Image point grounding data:
□ □ □ □
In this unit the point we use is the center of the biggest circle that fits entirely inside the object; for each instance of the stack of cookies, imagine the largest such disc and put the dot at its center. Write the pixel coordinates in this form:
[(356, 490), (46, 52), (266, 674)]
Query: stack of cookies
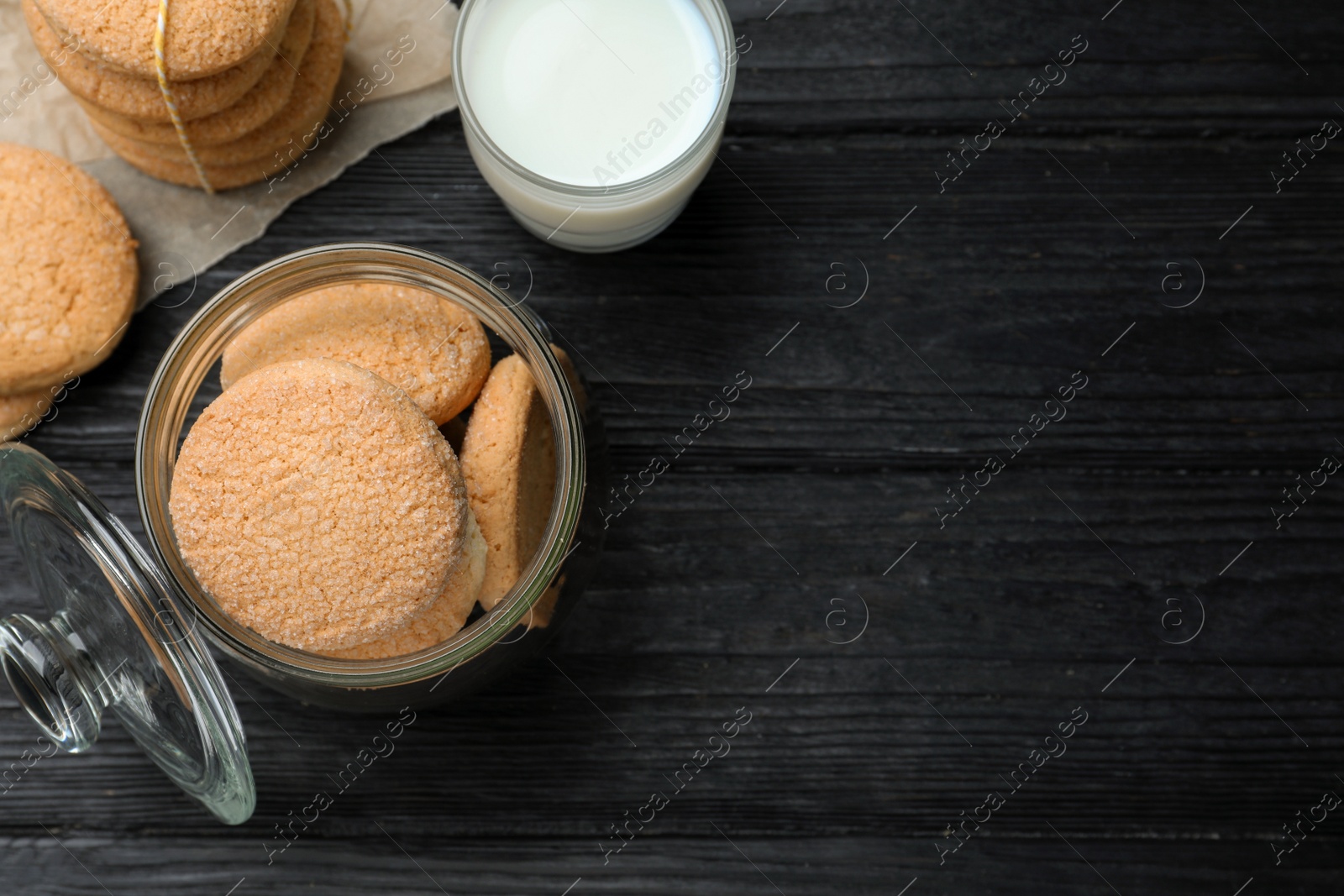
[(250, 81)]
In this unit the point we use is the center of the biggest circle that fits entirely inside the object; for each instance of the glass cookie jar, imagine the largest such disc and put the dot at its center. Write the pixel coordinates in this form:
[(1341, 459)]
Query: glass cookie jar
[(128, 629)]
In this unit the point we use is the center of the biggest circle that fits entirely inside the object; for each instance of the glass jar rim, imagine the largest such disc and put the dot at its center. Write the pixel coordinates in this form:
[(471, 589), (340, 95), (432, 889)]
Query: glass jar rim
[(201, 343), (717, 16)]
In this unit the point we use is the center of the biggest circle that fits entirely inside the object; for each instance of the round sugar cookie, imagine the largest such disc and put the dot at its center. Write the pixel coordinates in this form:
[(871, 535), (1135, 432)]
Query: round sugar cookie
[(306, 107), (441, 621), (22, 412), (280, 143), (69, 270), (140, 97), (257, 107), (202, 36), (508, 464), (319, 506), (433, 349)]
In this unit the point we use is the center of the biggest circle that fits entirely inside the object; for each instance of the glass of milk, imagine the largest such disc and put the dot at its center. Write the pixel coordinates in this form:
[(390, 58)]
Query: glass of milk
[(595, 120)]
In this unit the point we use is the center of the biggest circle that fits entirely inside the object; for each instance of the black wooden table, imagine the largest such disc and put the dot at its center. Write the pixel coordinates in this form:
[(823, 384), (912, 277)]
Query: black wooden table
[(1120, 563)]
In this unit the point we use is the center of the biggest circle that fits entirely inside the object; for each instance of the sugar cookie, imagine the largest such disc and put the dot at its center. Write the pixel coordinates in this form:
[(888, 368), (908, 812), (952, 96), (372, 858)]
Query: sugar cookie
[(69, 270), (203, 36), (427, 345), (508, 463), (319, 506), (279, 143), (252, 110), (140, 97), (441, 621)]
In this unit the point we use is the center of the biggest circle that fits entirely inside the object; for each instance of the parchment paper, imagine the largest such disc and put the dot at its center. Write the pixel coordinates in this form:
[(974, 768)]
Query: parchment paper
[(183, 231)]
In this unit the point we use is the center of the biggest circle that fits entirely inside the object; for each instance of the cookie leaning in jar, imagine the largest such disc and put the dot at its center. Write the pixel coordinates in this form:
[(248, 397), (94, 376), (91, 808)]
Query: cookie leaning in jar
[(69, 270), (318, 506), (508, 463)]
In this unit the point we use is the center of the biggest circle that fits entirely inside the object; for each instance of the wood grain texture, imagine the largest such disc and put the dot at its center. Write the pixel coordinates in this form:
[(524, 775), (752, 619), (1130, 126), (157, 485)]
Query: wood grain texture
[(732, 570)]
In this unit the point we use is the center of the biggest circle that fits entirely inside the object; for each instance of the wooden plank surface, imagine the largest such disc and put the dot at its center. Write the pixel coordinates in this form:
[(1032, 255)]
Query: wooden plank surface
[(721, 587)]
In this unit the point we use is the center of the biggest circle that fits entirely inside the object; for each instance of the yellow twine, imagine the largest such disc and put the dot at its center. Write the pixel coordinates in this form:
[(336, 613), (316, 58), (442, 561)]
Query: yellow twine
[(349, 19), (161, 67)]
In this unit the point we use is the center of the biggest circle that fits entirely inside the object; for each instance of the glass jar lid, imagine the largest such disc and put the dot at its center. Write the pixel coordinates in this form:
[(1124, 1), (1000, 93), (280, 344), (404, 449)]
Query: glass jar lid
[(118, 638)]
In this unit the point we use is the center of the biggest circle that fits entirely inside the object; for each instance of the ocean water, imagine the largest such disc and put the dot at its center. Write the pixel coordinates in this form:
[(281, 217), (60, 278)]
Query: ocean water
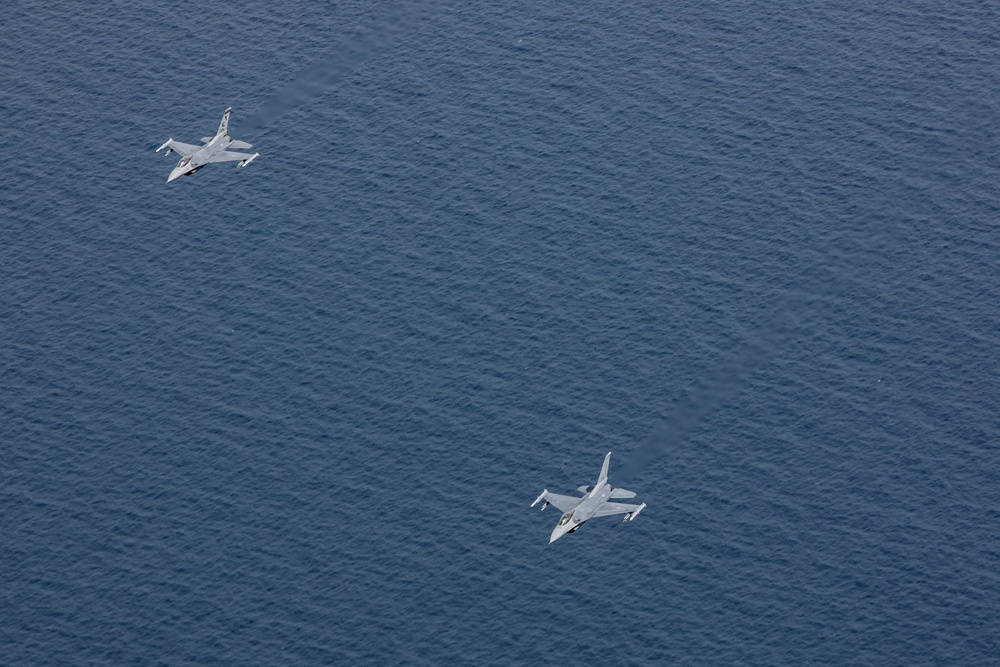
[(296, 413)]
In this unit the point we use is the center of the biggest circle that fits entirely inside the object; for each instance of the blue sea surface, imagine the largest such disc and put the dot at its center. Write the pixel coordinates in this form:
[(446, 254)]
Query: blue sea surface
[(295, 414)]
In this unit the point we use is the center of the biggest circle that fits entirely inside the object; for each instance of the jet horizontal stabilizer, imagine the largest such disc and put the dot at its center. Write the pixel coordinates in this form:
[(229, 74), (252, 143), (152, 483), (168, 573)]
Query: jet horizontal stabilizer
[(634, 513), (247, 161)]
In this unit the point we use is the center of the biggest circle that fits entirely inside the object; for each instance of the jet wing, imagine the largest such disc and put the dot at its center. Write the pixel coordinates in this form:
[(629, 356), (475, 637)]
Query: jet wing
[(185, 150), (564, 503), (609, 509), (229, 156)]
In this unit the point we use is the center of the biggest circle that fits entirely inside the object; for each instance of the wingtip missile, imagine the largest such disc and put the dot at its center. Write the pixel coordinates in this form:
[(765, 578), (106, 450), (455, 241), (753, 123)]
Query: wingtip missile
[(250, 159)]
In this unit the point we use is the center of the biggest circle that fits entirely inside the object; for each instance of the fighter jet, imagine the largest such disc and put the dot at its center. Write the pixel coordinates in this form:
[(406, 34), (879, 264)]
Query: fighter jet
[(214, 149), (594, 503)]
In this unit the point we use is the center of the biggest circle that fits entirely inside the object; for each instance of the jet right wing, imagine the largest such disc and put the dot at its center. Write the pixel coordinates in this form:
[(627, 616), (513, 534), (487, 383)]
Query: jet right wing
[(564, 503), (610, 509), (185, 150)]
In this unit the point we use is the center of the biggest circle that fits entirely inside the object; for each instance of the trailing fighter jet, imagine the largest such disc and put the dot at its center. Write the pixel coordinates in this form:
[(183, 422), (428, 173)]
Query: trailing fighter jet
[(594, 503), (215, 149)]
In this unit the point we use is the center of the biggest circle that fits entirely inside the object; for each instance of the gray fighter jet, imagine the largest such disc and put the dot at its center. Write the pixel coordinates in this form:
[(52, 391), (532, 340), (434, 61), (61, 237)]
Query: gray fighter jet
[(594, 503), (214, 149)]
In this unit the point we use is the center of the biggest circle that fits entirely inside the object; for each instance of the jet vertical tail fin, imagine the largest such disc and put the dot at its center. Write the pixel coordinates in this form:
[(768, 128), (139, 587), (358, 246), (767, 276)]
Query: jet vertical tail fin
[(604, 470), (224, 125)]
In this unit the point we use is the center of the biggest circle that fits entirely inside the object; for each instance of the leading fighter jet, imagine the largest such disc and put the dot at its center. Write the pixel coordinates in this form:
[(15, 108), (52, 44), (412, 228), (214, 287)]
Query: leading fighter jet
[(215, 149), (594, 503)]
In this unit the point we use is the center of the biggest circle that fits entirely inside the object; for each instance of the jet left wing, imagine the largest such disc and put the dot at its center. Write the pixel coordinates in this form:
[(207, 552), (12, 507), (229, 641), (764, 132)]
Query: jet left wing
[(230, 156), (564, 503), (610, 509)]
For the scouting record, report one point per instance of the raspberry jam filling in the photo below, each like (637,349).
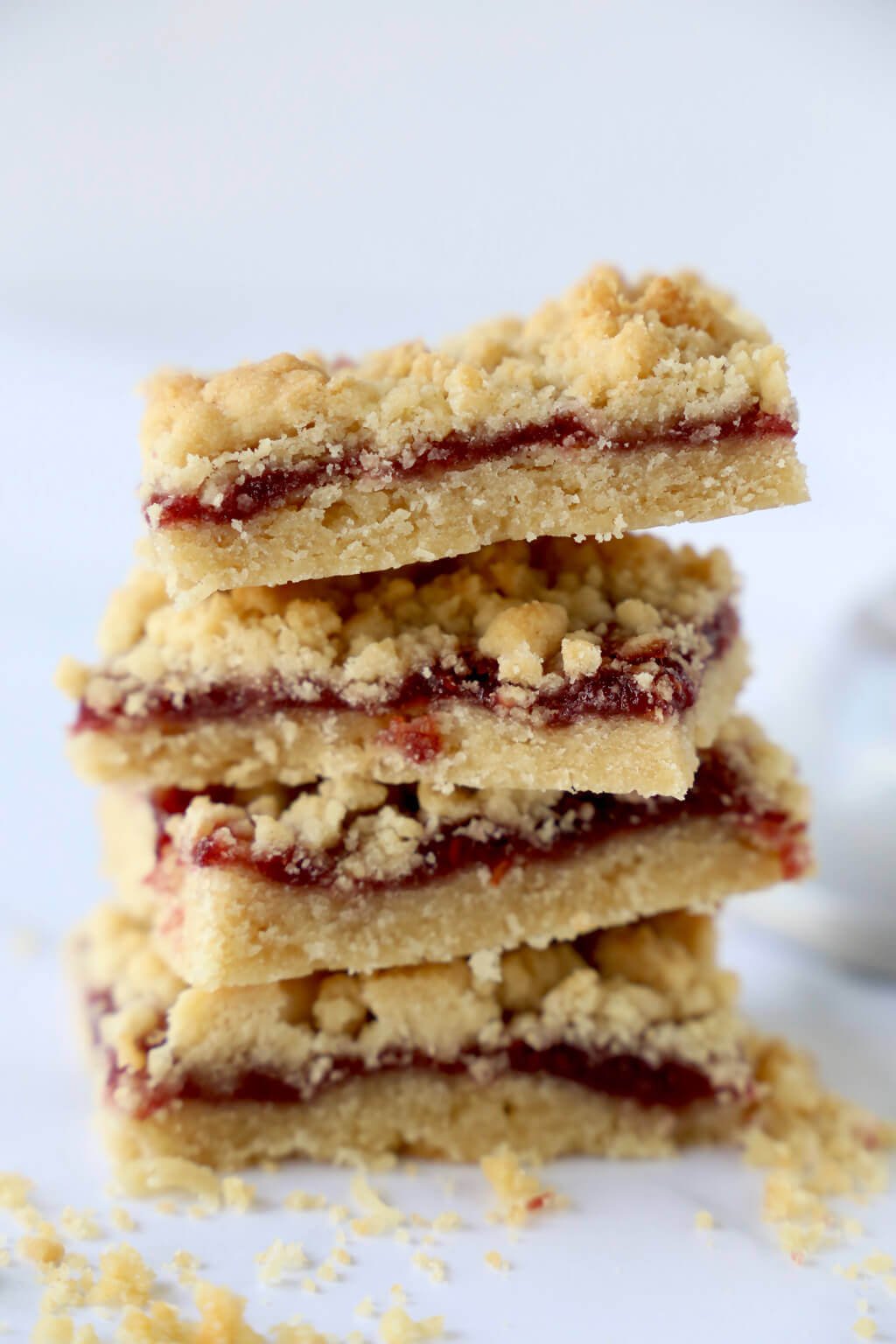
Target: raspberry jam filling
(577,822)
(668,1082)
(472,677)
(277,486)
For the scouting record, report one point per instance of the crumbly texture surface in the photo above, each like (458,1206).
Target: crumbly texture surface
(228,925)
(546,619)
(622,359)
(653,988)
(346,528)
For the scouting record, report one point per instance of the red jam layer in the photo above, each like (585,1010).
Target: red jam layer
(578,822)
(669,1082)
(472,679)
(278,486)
□ □ □ □
Task item:
Write the records above out again word for word, skipping each picture.

Result for this exercise:
In this unit the point we use is the center of the biggest circle that fits entirely inside the object; for each instance of the stack of cookies, imagine the largest such disc and put the dot at its center. Write the pixel coordinates in this form:
[(356, 490), (46, 52), (266, 674)]
Query: stack of cookies
[(250, 81)]
In this unit the point we use is the center of the biggest circle that fits entirely inside the object; for each instance of the glass cookie jar, imagine the largest such disc and put the dot at its center. Write the pixel coordinates in this form:
[(1341, 459)]
Query: glass cookie jar
[(128, 629)]
In this unit the point we use is the center of the biggest circle that fits entirely inside the object; for each instance of the glass jar rim, imagine the largest such disc and put the dot at its center. Write the pixel coordinates in this form:
[(471, 589), (340, 95), (432, 889)]
Query: glass jar rim
[(201, 343), (717, 16)]
In this unit the point we use is the center of the biggest circle that fits entirely inside the object; for each instance of the round sugar cookie, imagine the largest such disc and put the dot at its center. Write the pixel coordinates in this form:
[(871, 535), (1135, 432)]
Query: round sugar cookie
[(306, 107), (441, 621), (22, 412), (280, 143), (69, 270), (140, 97), (257, 107), (202, 36), (508, 464), (319, 506), (433, 349)]
In this unit the point we use is the center of the biggest circle that fits entirely inside the object; for each instance of the glass of milk, imagine the largest such disc and put the dot at its center. Write the pixel coordinates in this form:
[(390, 58)]
Query: glass of milk
[(595, 120)]
In this unit the point we use is the center of the biggest circle that fits entirely inside the object; for each instance of the black wooden table, imagine the largest such disc and put the dot at its center. Write the pixel coordinates in this form:
[(823, 384), (912, 277)]
Query: black wooden table
[(1120, 563)]
In this unit the point we use is the center of the biggest circle that fits entirely inside the object; for each instance of the sugar cookie, imagine the largest such disc and put the dot at its center. Write the pixel coordinates in this form:
[(888, 368), (908, 812), (952, 96), (372, 858)]
Query: sugar cookie
[(69, 270), (203, 36), (427, 345), (508, 463), (319, 506), (279, 143), (252, 110), (140, 97), (441, 621)]
In this unit the point we use is the center of the biggest circle that fits entirely inside the object; for each instance of the parchment paper, imagine the largest such disc and put the dot at its center. Write the pixel coordinates in this form:
[(974, 768)]
Query: parchment paper
[(183, 231)]
In this unit the point we use is the center of the biggest circle that fits entirely inside the object; for each instance of the cookie leaning in jar, imagine the largest such disc and put the dot at its center. Write the pixel coordinates in this form:
[(248, 397), (94, 376), (91, 808)]
Query: cookie leaning in jar
[(69, 270), (318, 506), (508, 463)]
In this unit the point we use is the center of the biggest circle that fits entirely inside the object; for each instance of the wood grain texture, imagine the largest such disc and put the dot at its center. Write the pixel coordinates in this form:
[(524, 775), (752, 619), (1130, 126), (157, 485)]
Query: wood grain texture
[(732, 570)]
In this unit the point we use is the center of the biggest circle that fits entirely inside the object; for each instance of the wooden plank surface, imagine the largest such disc and put the dot at its center. Write the pixel coordinates in this form:
[(1032, 255)]
Query: wooden plank surface
[(721, 587)]
In this unit the point we use is the center of the biggest circle that fits entirely inside the object; for each instance of the yellow twine, imagine the largest such disc and put the dot at its center. Write the pixel coordinates in this form:
[(336, 613), (316, 58), (442, 561)]
Query: yellow twine
[(349, 19), (161, 67)]
In this unit the point we use is the center of the biggest circle that fits entirely inside the object; for each instance of the glass jar lid, imagine the largest such disc and put the dot at its center. Write the pixel coordinates in this form:
[(1124, 1), (1000, 93), (280, 344), (404, 449)]
Query: glass jar lid
[(118, 638)]
In this unit the point we use is the center of the biggest circle that fits entirely inside the object; for each instance of the ocean water, imagine the largest such disc and put the dot at its center. Write the pixel coordinates in this form:
[(281, 217), (60, 278)]
Query: ocean water
[(296, 413)]
In this unit the point we use is the center of the biggest circle that fits entirely inside the object; for each instance of the blue sea surface, imagine the largest such disc and put the dot at its center. Write the pixel coordinates in this form:
[(446, 254)]
Query: blue sea surface
[(295, 414)]
In this unit the point we use is the center of the biggest circle that fits entirely inside the object; for each instance of the jet horizontal stabilizer, imagine the largest such disc and put the dot at its center. Write the pixel coordinates in this form:
[(229, 74), (252, 143), (152, 483), (168, 573)]
Query: jet horizontal stabilizer
[(634, 513), (247, 161)]
In this unit the point we use is the center of the biggest circle that fits entirely inside the object; for each instance of the jet wing, imagine the largest such disc and put the dot at its center. Write the pixel coordinates in this form:
[(629, 356), (475, 637)]
Query: jet wing
[(185, 150), (564, 503), (609, 509), (229, 156)]
In this unit the point we use is the center of the biggest circle that fits entirely inside the object; for each instance of the wingtip missile, imagine the largest such disc and put the dot at its center. Write the pixel coordinates in this form:
[(765, 578), (106, 450), (455, 241), (753, 123)]
Query: wingtip missile
[(250, 159)]
In this unit the point we use is the center of the biggest circle that fits entirely inside the object; for each instance of the fighter jet, imagine the largest such disc and put the dot at its center. Write the pixel coordinates in this form:
[(406, 34), (879, 264)]
Query: fighter jet
[(214, 149), (594, 503)]
In this unit the point we use is the center of the biggest circle that fits entirely inside the object; for each instance of the jet right wing, imagine the largest such disc and put the dot at its center. Write the pixel coordinates in this form:
[(627, 616), (513, 534), (487, 383)]
Query: jet right wing
[(564, 503), (610, 509), (185, 150)]
In this unit the point we use is the center of the biggest circle that fits entirely inside the object; for each instance of the trailing fighter jet, imagine the largest such disc and put the dot at its center. Write the pixel coordinates in this form:
[(183, 422), (428, 173)]
Query: trailing fighter jet
[(594, 503), (215, 149)]
In this unit the point we use is the center of the biggest circle that fits entirely inside the object; for each instance of the gray fighter jet, imagine the largest such disc and put the dot at its center. Write the pixel coordinates in this form:
[(52, 391), (532, 340), (434, 61), (61, 237)]
Query: gray fighter jet
[(594, 503), (214, 149)]
In this unit the point we use is the center of the biggest circle that fits entirely inside the object; for each instance of the jet vertical tail fin, imagine the largest such disc and put the dot at its center. Write the pixel coordinates in this form:
[(768, 128), (139, 587), (358, 246), (767, 276)]
Query: jet vertical tail fin
[(604, 470), (224, 125)]
In this unit the point we use is the center of the biggest circle that fits entirely inside the object; for each instance of the leading fighter jet, imagine the largest such disc and put the dot at its center. Write the pixel coordinates in this form:
[(15, 108), (52, 44), (412, 228), (214, 287)]
Query: leading fighter jet
[(215, 149), (594, 503)]
In this unit the point we use is the center of the biggest circle that fits entirely inside the object; for each instance of the jet left wing, imagine the largest such disc and put the dot at its center. Write the pixel coordinates in this form:
[(207, 552), (12, 507), (229, 641), (764, 132)]
Query: jet left wing
[(230, 156), (564, 503), (610, 509)]
For the scouting record, report one point per instance of the raspberry jam filling in the photo below, each like (637,349).
Target: raspberry jam filling
(577,822)
(668,1082)
(472,677)
(277,486)
For the scouting record, report one point per instance of the crumbly texture surface in the photo above, each like (458,1206).
Target: crumbly texture surface
(228,925)
(546,619)
(622,359)
(653,988)
(346,528)
For the scouting record, report one point per instance of the red jam layer in the photo above, each like (585,1010).
Target: red jam layer
(578,822)
(669,1082)
(472,679)
(278,486)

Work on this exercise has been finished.